**Document excerpt**.
Difference Between Ribosomes and Lysosomes

Ribosomes vs Lysosomes

Summary: Difference Between Ribosomes and Lysosomes is that Ribosomes are the organelles without limiting membrane. These organelles are granular and small dot-like structures with a diameter of 15 nm. While Lysosomes are the membrane-bound vesicular organelles found throughout the cytoplasm.

Difference Between Ribosomes and Lysosomes

RIBOSOMES

Ribosomes are the organelles without limiting membrane. These organelles are granular and small dot-like structures with a diameter of 15 nm. Ribosomes are made up of 35% of proteins and 65% of ribonucleic acid (RNA). RNA present in ribosomes is called ribosomal RNA (rRNA). Ribosomes are concerned with protein synthesis in the cell.

Types of Ribosomes

Ribosomes are of two types:

  1. Ribosomes that are attached to rough endoplasmic reticulum
  2. Free ribosomes that are distributed in the cytoplasm.

Functions of Ribosomes

Ribosomes are called ‘protein factories’ because of their role in the synthesis of proteins. Messenger RNA (mRNA) carries the genetic code for protein synthesis from nucleus to the ribosomes. The ribosomes, in turn arrange the amino acids into small units of proteins. Ribosomes attached to rough endoplasmic reticulum are involved in the synthesis of proteins such as the enzymatic proteins, hormonal proteins, lysosomal proteins and the proteins of the cell membrane.

Free ribosomes are responsible for the synthesis of proteins in hemoglobin, peroxisome and mitochondria.

**Required work**.
A - Summarize the text on ribosomes and lysosomes in two sentences.
B - Pick up the text on ribosomes and lysosomes after its last sentence and write the next part.

**Input data**.

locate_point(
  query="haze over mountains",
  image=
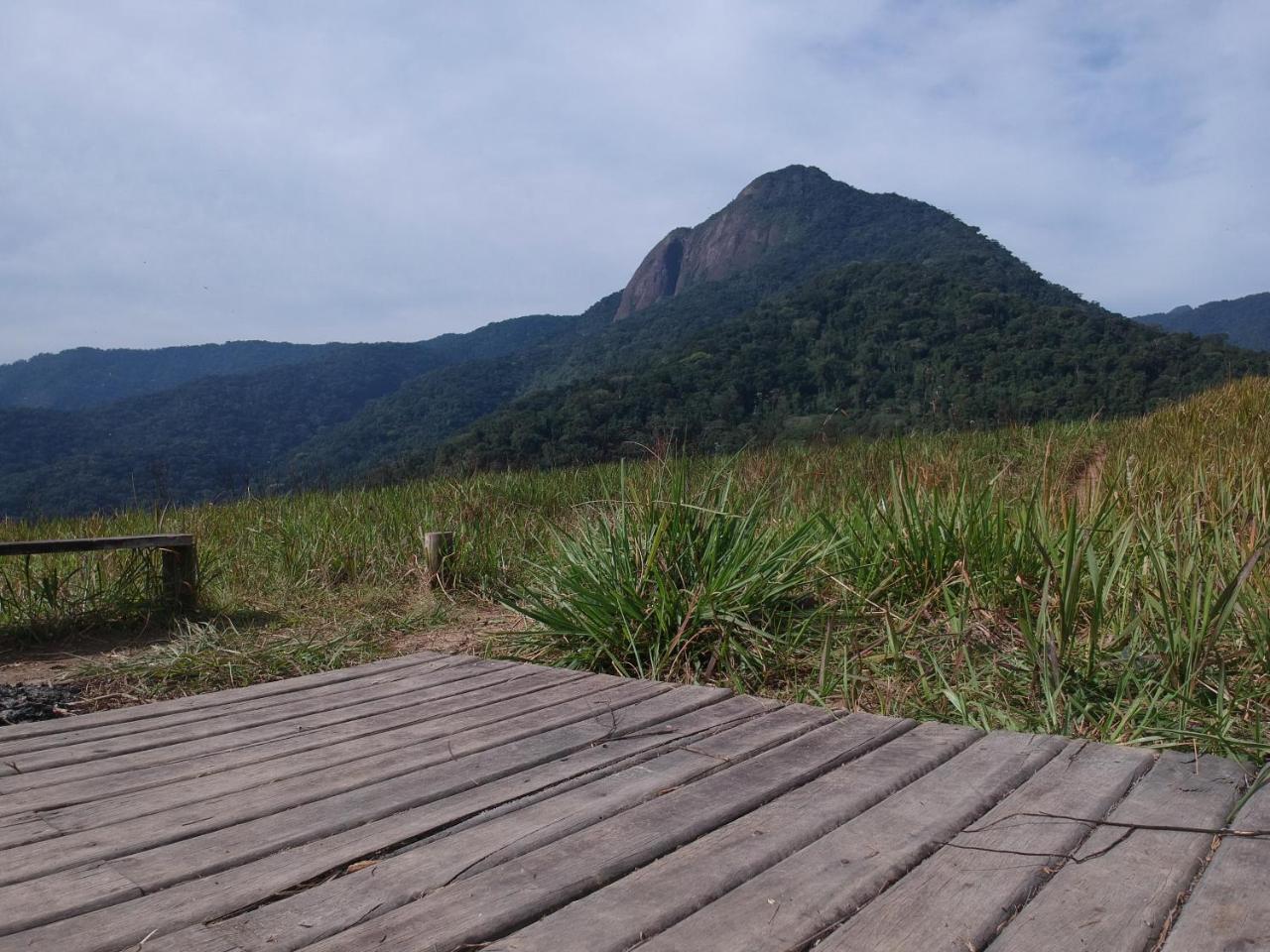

**Responses**.
A - Ribosomes are small, granular organelles without a limiting membrane, about 15 nm in diameter and made of 35% protein and 65% RNA, and they carry out protein synthesis in the cell, while lysosomes are membrane-bound vesicular organelles found throughout the cytoplasm. Ribosomes attached to rough endoplasmic reticulum make proteins such as enzymatic, hormonal, lysosomal and cell membrane proteins, and free ribosomes in the cytoplasm make proteins in hemoglobin, peroxisome and mitochondria.

B -
Lysosomes

Lysosomes are the membrane-bound vesicular organelles found throughout the cytoplasm. The lysosomes are formed by Golgi apparatus. The enzymes synthesized in rough endoplasmic reticulum are processed and packed in the form of small vesicles in the Golgi apparatus. Then, these vesicles are pinched off from Golgi apparatus and become the lysosomes. Among the organelles of the cytoplasm, the lysosomes have the thickest covering membrane. The membrane is formed by a bilayered lipid material. It has many small granules which contain hydrolytic enzymes.

Types of Lysosomes

Lysosomes are of two types:

Primary lysosome, which is pinched off from Golgi apparatus. It is inactive in spite of having hydrolytic enzymes.

Secondary lysosome, which is the active lysosome. It is formed by the fusion of a primary lysosome with phagosome or endosome.

Functions of Lysosomes

Lysosomes are often called ‘garbage system’ of the cell because of their degradation activity. About 50 different hydrolytic enzymes, known as acid hydroxylases are present in the lysosomes, through which lysosomes execute their functions.

Important Lysosomal Enzymes
  1. Proteases, which hydrolyze the proteins into amino acids
  2. Lipases, which hydrolyze the lipids into fatty acids and glycerides
  3. Amylases, which hydrolyze the polysaccharides into glucose
  4. Nucleases, which hydrolyze the nucleic acids into mononucleotides.
Mechanism of Lysosomal Function

Lysosomal functions involve two mechanisms:

  1. Heterophagy: Digestion of extracellular materials engulfed by the cell via endocytosis
  2. Autophagy: Digestion of intracellular materials such as worn-out cytoplasmic organelles.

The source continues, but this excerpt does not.